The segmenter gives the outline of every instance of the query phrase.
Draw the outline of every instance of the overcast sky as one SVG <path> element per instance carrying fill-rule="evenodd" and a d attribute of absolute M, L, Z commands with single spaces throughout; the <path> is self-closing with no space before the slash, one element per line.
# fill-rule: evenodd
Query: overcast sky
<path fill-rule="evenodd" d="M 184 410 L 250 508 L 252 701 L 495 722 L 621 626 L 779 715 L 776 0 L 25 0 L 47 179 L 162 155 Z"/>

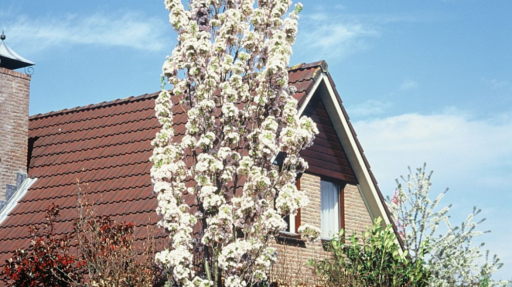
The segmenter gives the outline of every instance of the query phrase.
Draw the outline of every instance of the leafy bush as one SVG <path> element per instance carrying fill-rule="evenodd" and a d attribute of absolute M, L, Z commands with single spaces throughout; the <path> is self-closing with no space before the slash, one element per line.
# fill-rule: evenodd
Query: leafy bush
<path fill-rule="evenodd" d="M 30 227 L 30 248 L 15 251 L 2 272 L 8 285 L 152 287 L 163 281 L 151 236 L 136 246 L 133 223 L 96 215 L 83 197 L 77 201 L 74 228 L 68 233 L 54 232 L 60 211 L 55 204 L 47 209 L 42 231 Z"/>
<path fill-rule="evenodd" d="M 32 226 L 29 251 L 18 249 L 7 260 L 2 273 L 3 281 L 13 287 L 72 286 L 81 280 L 83 261 L 70 252 L 72 235 L 54 232 L 58 205 L 48 206 L 43 230 Z"/>
<path fill-rule="evenodd" d="M 413 261 L 400 252 L 391 227 L 383 227 L 377 218 L 360 240 L 356 233 L 346 238 L 342 230 L 326 245 L 332 256 L 310 265 L 329 286 L 427 286 L 430 274 L 422 259 Z"/>

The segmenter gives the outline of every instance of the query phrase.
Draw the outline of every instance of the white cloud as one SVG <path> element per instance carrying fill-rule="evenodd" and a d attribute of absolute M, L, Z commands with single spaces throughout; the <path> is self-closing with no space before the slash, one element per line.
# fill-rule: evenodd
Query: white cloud
<path fill-rule="evenodd" d="M 347 54 L 366 49 L 365 38 L 378 35 L 376 30 L 361 24 L 324 22 L 310 27 L 302 34 L 300 40 L 323 52 Z"/>
<path fill-rule="evenodd" d="M 400 85 L 400 90 L 402 91 L 411 90 L 417 88 L 419 85 L 419 84 L 416 81 L 411 80 L 410 79 L 406 79 Z"/>
<path fill-rule="evenodd" d="M 408 165 L 414 168 L 424 162 L 445 186 L 466 186 L 471 180 L 481 187 L 512 187 L 512 121 L 497 124 L 491 119 L 472 119 L 452 108 L 354 125 L 385 193 L 394 188 L 393 179 L 406 173 Z"/>
<path fill-rule="evenodd" d="M 6 30 L 9 34 L 21 35 L 9 39 L 10 44 L 13 43 L 32 52 L 77 44 L 157 51 L 165 46 L 163 34 L 166 31 L 161 29 L 164 25 L 165 21 L 156 17 L 127 12 L 35 18 L 22 16 L 13 20 Z M 28 43 L 33 46 L 28 46 Z"/>
<path fill-rule="evenodd" d="M 367 49 L 370 39 L 380 34 L 376 26 L 369 22 L 357 19 L 333 20 L 340 18 L 324 13 L 303 15 L 295 47 L 306 50 L 307 54 L 341 58 Z"/>
<path fill-rule="evenodd" d="M 352 117 L 366 116 L 369 115 L 381 114 L 393 105 L 390 102 L 382 102 L 375 100 L 369 100 L 356 105 L 349 107 L 350 116 Z"/>
<path fill-rule="evenodd" d="M 504 87 L 508 87 L 510 85 L 510 82 L 508 81 L 498 80 L 497 79 L 487 79 L 483 78 L 482 81 L 486 85 L 490 87 L 493 90 L 499 89 Z"/>
<path fill-rule="evenodd" d="M 502 279 L 509 278 L 507 269 L 512 265 L 509 246 L 502 244 L 510 238 L 506 210 L 512 198 L 511 115 L 476 119 L 449 107 L 435 114 L 408 113 L 354 123 L 385 195 L 391 195 L 394 179 L 406 175 L 408 165 L 414 169 L 426 162 L 434 171 L 433 195 L 450 187 L 440 206 L 454 204 L 452 223 L 465 219 L 473 206 L 482 208 L 479 219 L 487 220 L 479 229 L 493 232 L 478 240 L 505 264 L 496 276 Z"/>

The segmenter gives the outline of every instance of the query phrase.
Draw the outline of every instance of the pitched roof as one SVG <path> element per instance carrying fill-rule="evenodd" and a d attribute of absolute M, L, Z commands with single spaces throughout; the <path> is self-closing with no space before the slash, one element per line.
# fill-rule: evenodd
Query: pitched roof
<path fill-rule="evenodd" d="M 290 70 L 290 84 L 296 87 L 294 95 L 300 101 L 311 90 L 322 64 L 302 64 Z M 154 110 L 158 94 L 30 117 L 28 176 L 37 180 L 0 225 L 0 266 L 14 250 L 28 246 L 28 227 L 44 222 L 45 210 L 52 203 L 62 209 L 57 233 L 70 229 L 77 180 L 88 184 L 90 200 L 98 202 L 97 213 L 138 227 L 157 221 L 148 159 L 151 141 L 160 128 Z M 183 127 L 184 112 L 177 108 L 174 112 L 177 128 Z M 176 132 L 181 129 L 175 129 Z"/>
<path fill-rule="evenodd" d="M 310 92 L 323 77 L 327 75 L 334 87 L 327 68 L 323 61 L 290 67 L 289 83 L 297 88 L 294 97 L 300 105 L 309 100 Z M 148 158 L 152 153 L 151 141 L 160 127 L 154 111 L 158 93 L 30 117 L 28 176 L 37 180 L 0 225 L 0 266 L 14 250 L 28 246 L 28 227 L 44 222 L 45 209 L 52 203 L 62 208 L 56 233 L 71 228 L 77 180 L 89 184 L 90 199 L 98 202 L 97 213 L 110 214 L 118 222 L 134 222 L 138 227 L 136 236 L 145 234 L 141 227 L 156 224 L 157 200 L 152 192 Z M 337 92 L 336 95 L 348 121 Z M 185 115 L 179 106 L 175 107 L 175 131 L 179 134 L 183 131 Z M 350 130 L 376 187 L 351 125 Z M 377 190 L 383 204 L 383 198 L 378 187 Z"/>

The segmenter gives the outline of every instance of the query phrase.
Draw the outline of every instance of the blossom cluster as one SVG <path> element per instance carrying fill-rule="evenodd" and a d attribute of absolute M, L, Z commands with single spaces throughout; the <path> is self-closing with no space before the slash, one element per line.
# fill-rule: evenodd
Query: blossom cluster
<path fill-rule="evenodd" d="M 489 257 L 488 250 L 481 250 L 483 244 L 472 244 L 474 238 L 486 233 L 477 229 L 485 219 L 474 220 L 480 210 L 474 208 L 460 225 L 453 225 L 449 215 L 451 204 L 442 208 L 438 206 L 447 188 L 432 200 L 432 172 L 427 172 L 426 164 L 415 172 L 410 168 L 409 172 L 401 181 L 397 180 L 398 188 L 388 198 L 388 206 L 411 258 L 420 258 L 428 250 L 426 267 L 432 274 L 429 286 L 506 284 L 506 281 L 495 281 L 492 277 L 502 266 L 499 258 Z M 438 229 L 440 225 L 442 232 Z"/>
<path fill-rule="evenodd" d="M 289 0 L 165 3 L 178 44 L 162 68 L 171 88 L 156 102 L 151 174 L 170 241 L 156 260 L 183 286 L 264 282 L 269 240 L 307 204 L 294 182 L 318 132 L 288 84 L 302 6 L 285 17 Z"/>

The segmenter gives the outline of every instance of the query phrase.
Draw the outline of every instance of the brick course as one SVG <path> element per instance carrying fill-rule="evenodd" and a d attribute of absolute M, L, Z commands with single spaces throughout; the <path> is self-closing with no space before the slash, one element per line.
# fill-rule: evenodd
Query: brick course
<path fill-rule="evenodd" d="M 306 191 L 310 200 L 307 206 L 301 210 L 301 224 L 309 224 L 320 228 L 320 177 L 305 173 L 301 178 L 301 188 Z M 347 184 L 344 188 L 344 195 L 345 229 L 349 235 L 354 231 L 360 234 L 367 226 L 372 225 L 370 213 L 356 186 Z M 320 241 L 311 244 L 289 239 L 274 246 L 280 256 L 274 270 L 278 274 L 274 276 L 289 282 L 297 278 L 307 281 L 309 270 L 305 265 L 308 261 L 328 256 Z"/>
<path fill-rule="evenodd" d="M 0 200 L 27 173 L 30 76 L 0 67 Z"/>

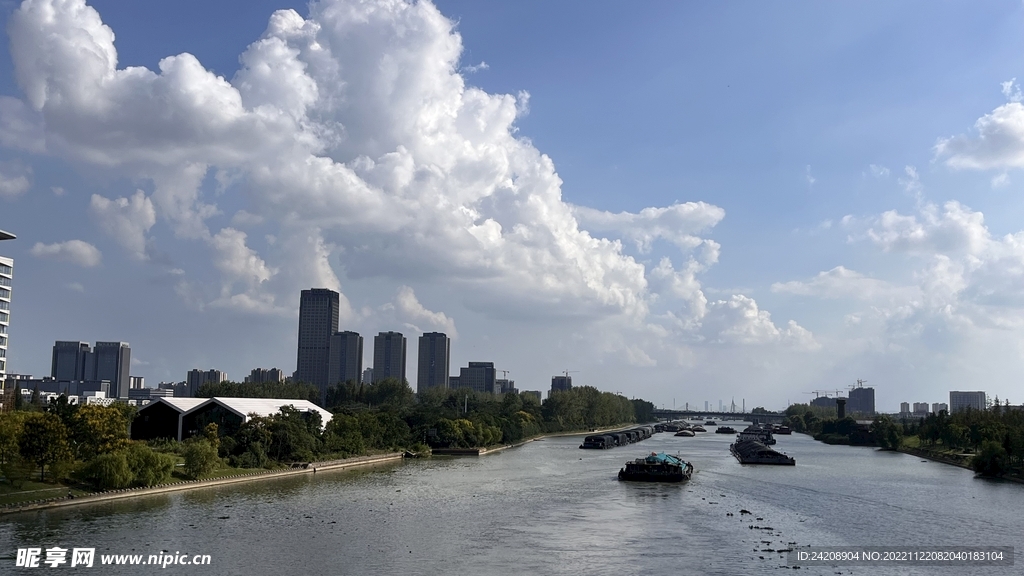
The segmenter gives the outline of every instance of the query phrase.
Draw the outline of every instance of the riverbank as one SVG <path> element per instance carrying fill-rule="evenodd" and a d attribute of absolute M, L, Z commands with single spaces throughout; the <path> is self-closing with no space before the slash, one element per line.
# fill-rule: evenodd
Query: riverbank
<path fill-rule="evenodd" d="M 620 424 L 616 426 L 611 426 L 607 428 L 598 428 L 592 430 L 575 430 L 575 431 L 560 431 L 551 434 L 542 434 L 540 436 L 535 436 L 532 438 L 527 438 L 521 440 L 515 444 L 506 444 L 502 446 L 493 446 L 488 448 L 434 448 L 431 450 L 432 454 L 438 456 L 483 456 L 484 454 L 492 454 L 494 452 L 501 452 L 503 450 L 508 450 L 509 448 L 518 448 L 524 444 L 529 444 L 530 442 L 537 442 L 539 440 L 544 440 L 545 438 L 558 438 L 563 436 L 590 436 L 594 434 L 601 434 L 606 431 L 618 431 L 629 429 L 633 426 L 641 426 L 644 424 Z"/>
<path fill-rule="evenodd" d="M 367 466 L 392 460 L 400 460 L 401 452 L 391 452 L 387 454 L 377 454 L 372 456 L 357 456 L 355 458 L 345 458 L 343 460 L 326 460 L 323 462 L 309 462 L 300 467 L 283 468 L 276 470 L 263 470 L 211 480 L 194 480 L 188 482 L 176 482 L 173 484 L 162 484 L 151 488 L 126 488 L 124 490 L 110 490 L 98 492 L 88 496 L 78 496 L 75 498 L 50 498 L 45 500 L 35 500 L 31 502 L 18 502 L 0 507 L 0 516 L 18 513 L 25 511 L 41 510 L 48 508 L 77 506 L 81 504 L 91 504 L 96 502 L 106 502 L 111 500 L 122 500 L 137 496 L 151 496 L 154 494 L 165 494 L 168 492 L 179 492 L 181 490 L 195 490 L 199 488 L 210 488 L 214 486 L 224 486 L 227 484 L 238 484 L 242 482 L 252 482 L 256 480 L 268 480 L 295 476 L 302 474 L 316 474 L 317 470 L 337 470 L 354 466 Z"/>
<path fill-rule="evenodd" d="M 494 446 L 488 448 L 436 449 L 433 450 L 432 453 L 437 455 L 452 455 L 452 456 L 482 456 L 484 454 L 492 454 L 496 452 L 501 452 L 503 450 L 508 450 L 509 448 L 518 448 L 530 442 L 544 440 L 545 438 L 554 438 L 563 436 L 582 436 L 582 435 L 594 434 L 595 431 L 599 433 L 599 431 L 617 430 L 617 429 L 624 429 L 624 428 L 623 426 L 613 426 L 601 430 L 552 433 L 552 434 L 537 436 L 534 438 L 528 438 L 526 440 L 517 442 L 515 444 Z M 169 492 L 178 492 L 182 490 L 195 490 L 195 489 L 209 488 L 214 486 L 224 486 L 228 484 L 238 484 L 242 482 L 268 480 L 268 479 L 275 479 L 293 475 L 315 474 L 317 470 L 336 470 L 353 466 L 366 466 L 392 460 L 400 460 L 402 457 L 403 457 L 402 452 L 392 452 L 388 454 L 357 456 L 354 458 L 345 458 L 342 460 L 309 462 L 303 464 L 301 467 L 253 471 L 253 472 L 240 474 L 222 478 L 215 478 L 210 480 L 194 480 L 194 481 L 176 482 L 172 484 L 162 484 L 160 486 L 153 486 L 150 488 L 126 488 L 123 490 L 109 490 L 105 492 L 98 492 L 95 494 L 76 496 L 74 498 L 60 497 L 60 498 L 47 498 L 42 500 L 32 500 L 29 502 L 17 502 L 14 504 L 7 504 L 4 506 L 0 506 L 0 516 L 18 513 L 25 511 L 49 509 L 55 507 L 63 507 L 63 506 L 77 506 L 81 504 L 105 502 L 111 500 L 121 500 L 125 498 L 134 498 L 137 496 L 151 496 L 154 494 L 165 494 Z"/>

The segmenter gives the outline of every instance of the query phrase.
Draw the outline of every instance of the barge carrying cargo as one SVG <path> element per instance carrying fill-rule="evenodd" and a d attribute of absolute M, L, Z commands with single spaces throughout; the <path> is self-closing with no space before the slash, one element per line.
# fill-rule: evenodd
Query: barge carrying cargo
<path fill-rule="evenodd" d="M 776 452 L 769 446 L 756 440 L 737 440 L 729 445 L 729 451 L 741 464 L 780 464 L 795 466 L 797 459 L 781 452 Z"/>
<path fill-rule="evenodd" d="M 665 452 L 626 462 L 618 480 L 632 482 L 683 482 L 693 475 L 693 464 Z"/>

————————

Recast the records as a Markdown table with the columns Row and Text, starting with the first line and continuing through the line with "Query: overcast sky". Put one line in each row with its row number, and leave out blank lines.

FINAL RESULT -
| Row | Text |
|---|---|
| 1 | The segmenter gives the outline of every instance of the query phrase. |
| 2 | Draw the outline of every instance of the overcast sky as one SVG <path> element per instance carrying fill-rule="evenodd" and a d attribute of absolute M, L, Z commands with single spaces throughout; the <path> is self-closing with no space before the slash, one element per line. |
| 3 | # fill-rule: evenodd |
| 4 | Query: overcast sky |